◆ **Excerpted passage**:

□ □ □ □

Adding activated charcoal to food on occasion may help you eliminate harmful toxins. Chef V discusses simple ways you can add it to food, drinks and even for hygiene.
“Eat a rainbow of foods.”
No doubt you’ve heard this nutritional maxim from diet therapists such as myself.
If you’re not familiar with this dietary advice, it simply means that you should eat a wide variety of vegetables and some fruit to ensure you’re getting a ton of antioxidants in your diet. So while green veggies are super healthy, you might also want to include purple carrots and cabbage, blueberries, yellow squash, red bell peppers, etc…
Eat foods with black color
But there’s one color in food that’s not typically thought of in healthy diets: black.
Sure, you might be thinking “eggplant.” But name a few other foods that are black in color. Quick, you have 10 seconds.
I’ll tell you about one ingredient that you can have fun with every once in a while. It’s not so much a food as it is a supplement. It’s….activated charcoal.
Now, I’ve already written a post about why activated charcoal is good for you and what it’s used for. (Check it out here.) However, I’ll give you the Cliffs-Notes version….

□ □ □ □

◆ **Task statement**: According to the activated charcoal article, what color of food is not typically thought of in healthy diets? The material that comes next was drawn from a separate source.

◆ **Referring-expression pointing data**:
□ □ □ □

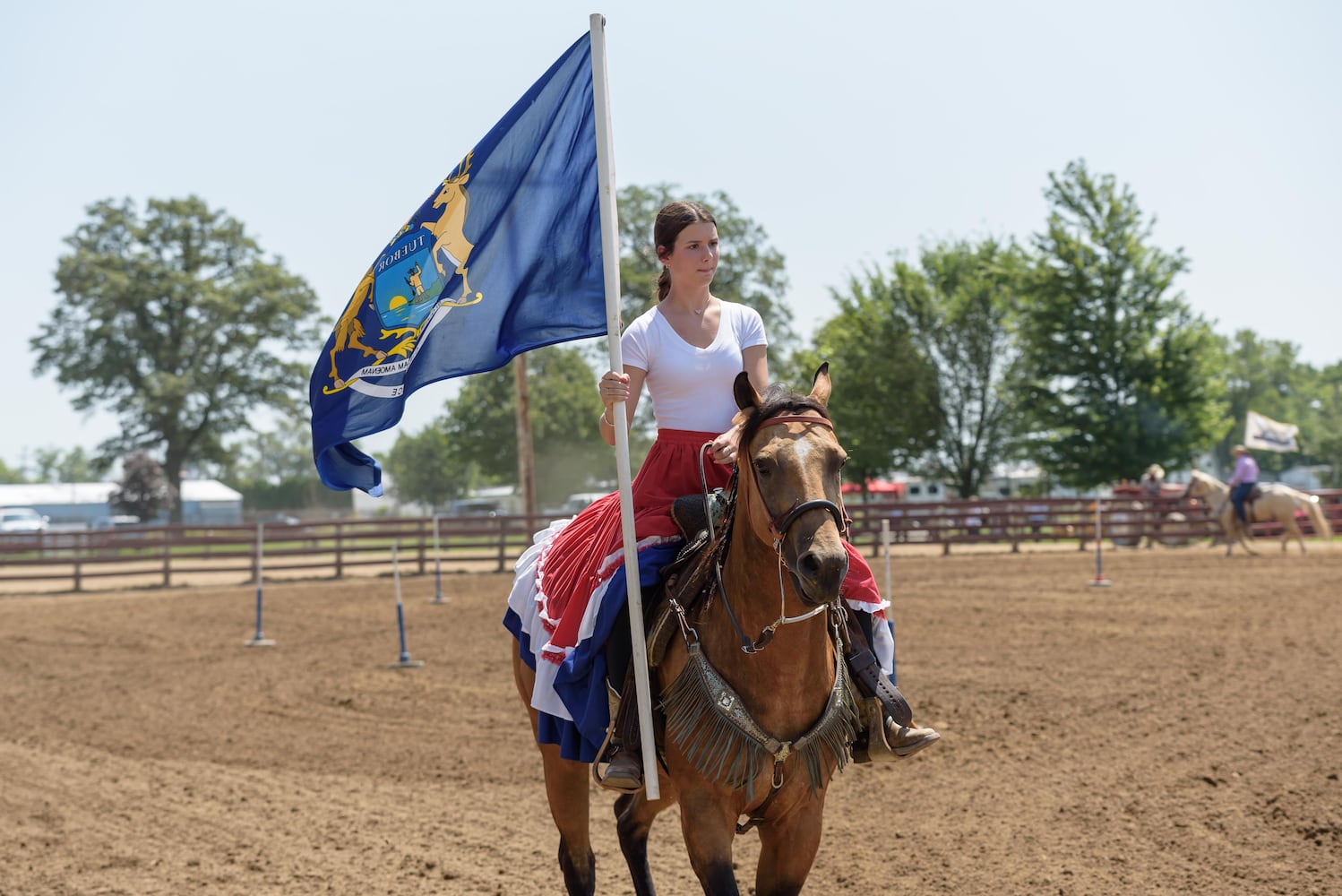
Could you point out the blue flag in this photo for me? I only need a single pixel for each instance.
(503, 256)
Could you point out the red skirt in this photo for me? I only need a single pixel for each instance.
(584, 552)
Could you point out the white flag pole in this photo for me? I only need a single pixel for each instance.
(611, 255)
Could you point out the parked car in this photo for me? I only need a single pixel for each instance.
(22, 520)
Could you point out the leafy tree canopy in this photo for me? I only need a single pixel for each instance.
(961, 323)
(144, 490)
(1118, 372)
(884, 400)
(176, 323)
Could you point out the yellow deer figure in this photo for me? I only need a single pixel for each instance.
(349, 329)
(449, 235)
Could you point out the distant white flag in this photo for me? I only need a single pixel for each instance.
(1269, 435)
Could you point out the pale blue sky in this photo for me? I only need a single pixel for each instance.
(847, 129)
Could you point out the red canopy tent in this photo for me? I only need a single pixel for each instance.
(876, 487)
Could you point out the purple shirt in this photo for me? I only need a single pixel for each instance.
(1245, 471)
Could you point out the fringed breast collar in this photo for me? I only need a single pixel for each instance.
(710, 723)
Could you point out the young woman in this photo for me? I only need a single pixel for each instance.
(569, 586)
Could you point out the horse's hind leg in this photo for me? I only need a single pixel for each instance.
(569, 797)
(633, 817)
(787, 853)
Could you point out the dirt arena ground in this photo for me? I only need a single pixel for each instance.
(1175, 733)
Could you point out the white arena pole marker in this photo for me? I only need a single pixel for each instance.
(404, 661)
(259, 637)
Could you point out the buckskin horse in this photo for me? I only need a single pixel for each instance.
(753, 728)
(1269, 502)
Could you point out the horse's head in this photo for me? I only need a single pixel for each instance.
(791, 482)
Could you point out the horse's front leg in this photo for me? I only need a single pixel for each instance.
(709, 823)
(633, 815)
(788, 849)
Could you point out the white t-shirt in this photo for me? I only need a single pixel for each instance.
(692, 388)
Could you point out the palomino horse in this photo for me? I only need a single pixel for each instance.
(753, 730)
(1269, 502)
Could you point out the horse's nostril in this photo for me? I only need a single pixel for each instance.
(810, 564)
(823, 569)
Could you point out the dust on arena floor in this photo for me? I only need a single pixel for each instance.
(1175, 733)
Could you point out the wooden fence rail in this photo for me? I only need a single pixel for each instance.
(160, 555)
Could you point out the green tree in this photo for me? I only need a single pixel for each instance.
(177, 325)
(426, 470)
(568, 451)
(751, 271)
(144, 490)
(1325, 447)
(884, 400)
(1117, 372)
(961, 323)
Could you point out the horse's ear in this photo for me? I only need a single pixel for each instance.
(821, 385)
(745, 393)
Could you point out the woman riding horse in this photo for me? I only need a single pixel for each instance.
(751, 733)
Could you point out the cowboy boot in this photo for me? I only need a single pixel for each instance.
(620, 755)
(889, 733)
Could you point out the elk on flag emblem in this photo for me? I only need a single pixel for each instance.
(503, 256)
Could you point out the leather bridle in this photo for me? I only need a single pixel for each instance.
(779, 526)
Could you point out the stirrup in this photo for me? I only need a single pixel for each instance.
(601, 766)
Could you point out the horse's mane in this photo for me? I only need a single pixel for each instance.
(778, 400)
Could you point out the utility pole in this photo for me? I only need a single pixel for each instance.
(525, 461)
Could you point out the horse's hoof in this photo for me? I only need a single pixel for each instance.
(905, 741)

□ □ □ □

◆ **Response area**: Black.